**Task to carry out:**
According to the passage about the Schaeffers, which seminary did Edith persuade Francis to enroll at?

**Excerpt provided:**
The Schaeffers’ story properly begins with the fundamentalist-modernist conflict of the 1920s. Edith and Francis first caught each other’s eye when they both stood up to defend Christian orthodoxy at a church youth meeting. She was the daughter of missionaries to China and grew up with table talk about the evils of theological modernism. In high school she listened to J. Gresham Machen on the radio, debated evolution with her science teachers, and searched out liberalism in theology books. Francis, in contrast, was raised in a nonreligious home. His teenage conversion led him to a more devotional style of fundamentalism, his reading interests running to inspirational books like Geraldine Guinness (Mrs. Howard) Taylor’s Borden of Yale 1909.
Early in their relationship, Edith schooled Francis in the particulars and personalities of the northern Presbyterian arguments. When considering where to receive his pastoral training, Francis was put off by the prickly militancy of students at Machen’s Westminster Seminary. He leaned toward attending the irenic Biblical Seminary of New York, but Edith, a steadfast Machen partisan, persuaded him to enroll at Westminster. There Francis learned from Machen the doctrine of inerrancy and from Cornelius Van Til the presuppositional apologetics of Dutch theologian-statesman Abraham Kuyper.
He also learned the art of 1930s Presbyterian polemics. Before Francis had finished his degree, Machen was dead and Westminster’s people were at each other’s throats. So in 1937 Francis and Edith helped set up Faith Seminary as an alternative. The split was a bitter one, giving birth to personal animosities that lasted for years. In the short term, it made of Francis a sharp-tongued partisan for separatist fundamentalism. But in later years, wounds inflicted and received spurred him to serious reflection about how to handle theological disagreement in a spirit of genuine Christian love.

**Records supplied:**
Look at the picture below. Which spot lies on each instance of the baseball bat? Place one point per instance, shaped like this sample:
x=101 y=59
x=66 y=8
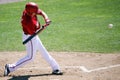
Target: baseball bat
x=30 y=37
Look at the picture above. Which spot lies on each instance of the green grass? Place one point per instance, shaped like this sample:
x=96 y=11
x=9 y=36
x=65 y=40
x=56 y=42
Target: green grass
x=77 y=25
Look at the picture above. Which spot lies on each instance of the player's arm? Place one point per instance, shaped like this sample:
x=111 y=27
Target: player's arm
x=44 y=15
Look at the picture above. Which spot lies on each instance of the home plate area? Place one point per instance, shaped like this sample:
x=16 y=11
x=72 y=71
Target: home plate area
x=75 y=66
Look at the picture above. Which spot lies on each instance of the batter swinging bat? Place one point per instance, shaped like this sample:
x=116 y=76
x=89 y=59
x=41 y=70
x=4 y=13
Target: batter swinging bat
x=29 y=38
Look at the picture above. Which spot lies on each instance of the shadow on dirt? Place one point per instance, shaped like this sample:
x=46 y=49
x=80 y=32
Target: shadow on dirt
x=26 y=77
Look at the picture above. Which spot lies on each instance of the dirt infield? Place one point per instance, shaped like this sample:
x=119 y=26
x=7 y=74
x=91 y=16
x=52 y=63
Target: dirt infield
x=75 y=65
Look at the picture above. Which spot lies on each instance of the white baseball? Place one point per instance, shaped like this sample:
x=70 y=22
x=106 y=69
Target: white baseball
x=110 y=25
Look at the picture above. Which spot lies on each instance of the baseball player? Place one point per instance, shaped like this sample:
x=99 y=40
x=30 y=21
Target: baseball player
x=30 y=25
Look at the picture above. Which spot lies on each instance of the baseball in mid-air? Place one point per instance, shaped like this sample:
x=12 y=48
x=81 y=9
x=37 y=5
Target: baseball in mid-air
x=110 y=25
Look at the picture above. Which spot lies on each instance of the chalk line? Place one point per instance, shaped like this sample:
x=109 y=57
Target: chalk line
x=83 y=68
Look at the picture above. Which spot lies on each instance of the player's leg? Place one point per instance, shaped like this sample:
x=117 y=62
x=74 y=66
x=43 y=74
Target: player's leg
x=48 y=58
x=31 y=51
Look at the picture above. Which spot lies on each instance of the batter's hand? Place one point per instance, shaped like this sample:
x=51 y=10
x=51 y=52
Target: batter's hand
x=47 y=22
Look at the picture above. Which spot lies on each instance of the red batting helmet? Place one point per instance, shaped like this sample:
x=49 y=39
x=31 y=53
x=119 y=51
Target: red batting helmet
x=31 y=7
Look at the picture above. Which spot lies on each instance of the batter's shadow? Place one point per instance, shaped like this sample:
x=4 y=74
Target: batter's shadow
x=26 y=77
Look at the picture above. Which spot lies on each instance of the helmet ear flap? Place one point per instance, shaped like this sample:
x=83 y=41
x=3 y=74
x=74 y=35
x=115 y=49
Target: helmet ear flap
x=31 y=7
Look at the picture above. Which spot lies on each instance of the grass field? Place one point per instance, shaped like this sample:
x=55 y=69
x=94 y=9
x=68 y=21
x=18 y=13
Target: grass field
x=77 y=25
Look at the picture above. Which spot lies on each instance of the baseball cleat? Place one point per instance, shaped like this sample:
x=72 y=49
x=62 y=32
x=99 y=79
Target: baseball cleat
x=57 y=72
x=7 y=71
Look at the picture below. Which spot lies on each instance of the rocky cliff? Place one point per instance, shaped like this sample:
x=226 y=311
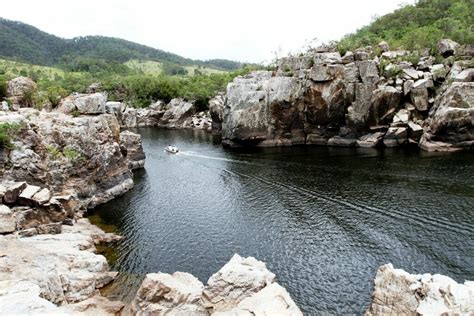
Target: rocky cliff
x=359 y=99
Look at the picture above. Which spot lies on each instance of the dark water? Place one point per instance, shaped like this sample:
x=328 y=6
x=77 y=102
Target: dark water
x=323 y=219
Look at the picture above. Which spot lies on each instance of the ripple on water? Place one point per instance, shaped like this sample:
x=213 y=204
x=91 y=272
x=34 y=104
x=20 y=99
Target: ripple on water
x=323 y=219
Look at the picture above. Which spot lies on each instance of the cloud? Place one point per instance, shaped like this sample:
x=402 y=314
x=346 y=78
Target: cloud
x=245 y=30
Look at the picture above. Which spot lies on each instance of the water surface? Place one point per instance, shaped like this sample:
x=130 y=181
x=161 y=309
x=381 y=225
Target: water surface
x=323 y=219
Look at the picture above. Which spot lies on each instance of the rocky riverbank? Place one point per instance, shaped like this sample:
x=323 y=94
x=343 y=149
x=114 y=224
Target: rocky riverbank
x=369 y=98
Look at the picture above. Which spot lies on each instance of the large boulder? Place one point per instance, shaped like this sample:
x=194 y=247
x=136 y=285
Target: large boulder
x=178 y=111
x=267 y=110
x=81 y=155
x=131 y=144
x=163 y=294
x=216 y=110
x=20 y=91
x=400 y=293
x=49 y=274
x=271 y=300
x=447 y=47
x=451 y=121
x=236 y=280
x=84 y=104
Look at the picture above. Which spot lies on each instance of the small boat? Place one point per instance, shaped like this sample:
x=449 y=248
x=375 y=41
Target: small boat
x=172 y=149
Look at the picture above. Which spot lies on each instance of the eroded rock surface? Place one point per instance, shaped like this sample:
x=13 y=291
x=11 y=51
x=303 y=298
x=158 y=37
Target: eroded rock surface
x=243 y=286
x=322 y=98
x=400 y=293
x=41 y=272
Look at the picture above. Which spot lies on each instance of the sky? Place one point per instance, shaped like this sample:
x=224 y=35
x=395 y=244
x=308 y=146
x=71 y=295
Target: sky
x=242 y=30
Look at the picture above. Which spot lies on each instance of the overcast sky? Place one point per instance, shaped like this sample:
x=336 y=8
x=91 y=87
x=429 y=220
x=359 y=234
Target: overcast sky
x=243 y=30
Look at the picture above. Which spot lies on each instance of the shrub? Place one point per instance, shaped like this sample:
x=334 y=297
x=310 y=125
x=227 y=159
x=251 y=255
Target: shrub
x=72 y=155
x=7 y=131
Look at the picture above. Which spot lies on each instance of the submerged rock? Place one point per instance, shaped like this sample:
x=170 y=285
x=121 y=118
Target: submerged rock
x=451 y=122
x=243 y=286
x=41 y=272
x=67 y=154
x=132 y=149
x=400 y=293
x=162 y=293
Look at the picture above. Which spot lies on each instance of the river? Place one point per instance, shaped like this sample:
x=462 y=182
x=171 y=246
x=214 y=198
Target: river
x=323 y=219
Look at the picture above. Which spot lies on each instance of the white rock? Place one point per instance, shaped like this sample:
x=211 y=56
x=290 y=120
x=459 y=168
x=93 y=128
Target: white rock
x=166 y=294
x=237 y=280
x=400 y=293
x=7 y=220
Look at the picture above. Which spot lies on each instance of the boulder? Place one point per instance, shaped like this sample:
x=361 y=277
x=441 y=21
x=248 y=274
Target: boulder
x=327 y=58
x=338 y=141
x=178 y=110
x=348 y=58
x=216 y=110
x=80 y=155
x=131 y=144
x=26 y=196
x=385 y=101
x=238 y=279
x=467 y=75
x=13 y=192
x=383 y=46
x=20 y=89
x=451 y=121
x=410 y=73
x=400 y=293
x=415 y=131
x=419 y=98
x=84 y=104
x=42 y=197
x=45 y=271
x=271 y=300
x=395 y=136
x=163 y=294
x=7 y=220
x=371 y=140
x=369 y=72
x=447 y=47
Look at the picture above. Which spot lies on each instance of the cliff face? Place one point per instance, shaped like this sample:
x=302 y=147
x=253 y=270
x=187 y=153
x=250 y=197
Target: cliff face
x=324 y=98
x=70 y=155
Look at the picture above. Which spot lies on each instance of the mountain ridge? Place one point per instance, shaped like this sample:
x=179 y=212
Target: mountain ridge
x=24 y=42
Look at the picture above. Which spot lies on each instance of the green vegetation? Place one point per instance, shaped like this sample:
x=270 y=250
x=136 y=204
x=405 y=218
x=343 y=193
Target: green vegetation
x=28 y=44
x=69 y=153
x=418 y=26
x=7 y=132
x=122 y=83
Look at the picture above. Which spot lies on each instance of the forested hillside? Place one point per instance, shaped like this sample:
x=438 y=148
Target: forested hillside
x=27 y=43
x=418 y=26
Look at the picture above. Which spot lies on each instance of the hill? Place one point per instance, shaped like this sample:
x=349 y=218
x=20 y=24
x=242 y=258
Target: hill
x=26 y=43
x=417 y=26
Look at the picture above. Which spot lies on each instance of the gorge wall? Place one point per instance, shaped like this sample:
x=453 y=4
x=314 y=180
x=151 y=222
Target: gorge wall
x=360 y=99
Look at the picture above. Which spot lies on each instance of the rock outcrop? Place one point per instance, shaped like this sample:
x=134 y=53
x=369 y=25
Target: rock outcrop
x=451 y=121
x=20 y=92
x=400 y=293
x=243 y=286
x=54 y=274
x=84 y=104
x=131 y=146
x=80 y=156
x=322 y=98
x=216 y=110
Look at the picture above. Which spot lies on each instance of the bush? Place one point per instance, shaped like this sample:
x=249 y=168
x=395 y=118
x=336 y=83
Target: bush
x=7 y=131
x=55 y=94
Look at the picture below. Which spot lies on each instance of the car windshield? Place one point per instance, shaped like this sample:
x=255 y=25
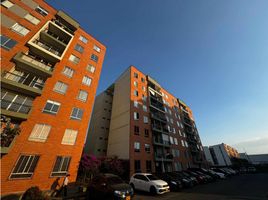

**Result for this exercise:**
Machen's Westminster Seminary.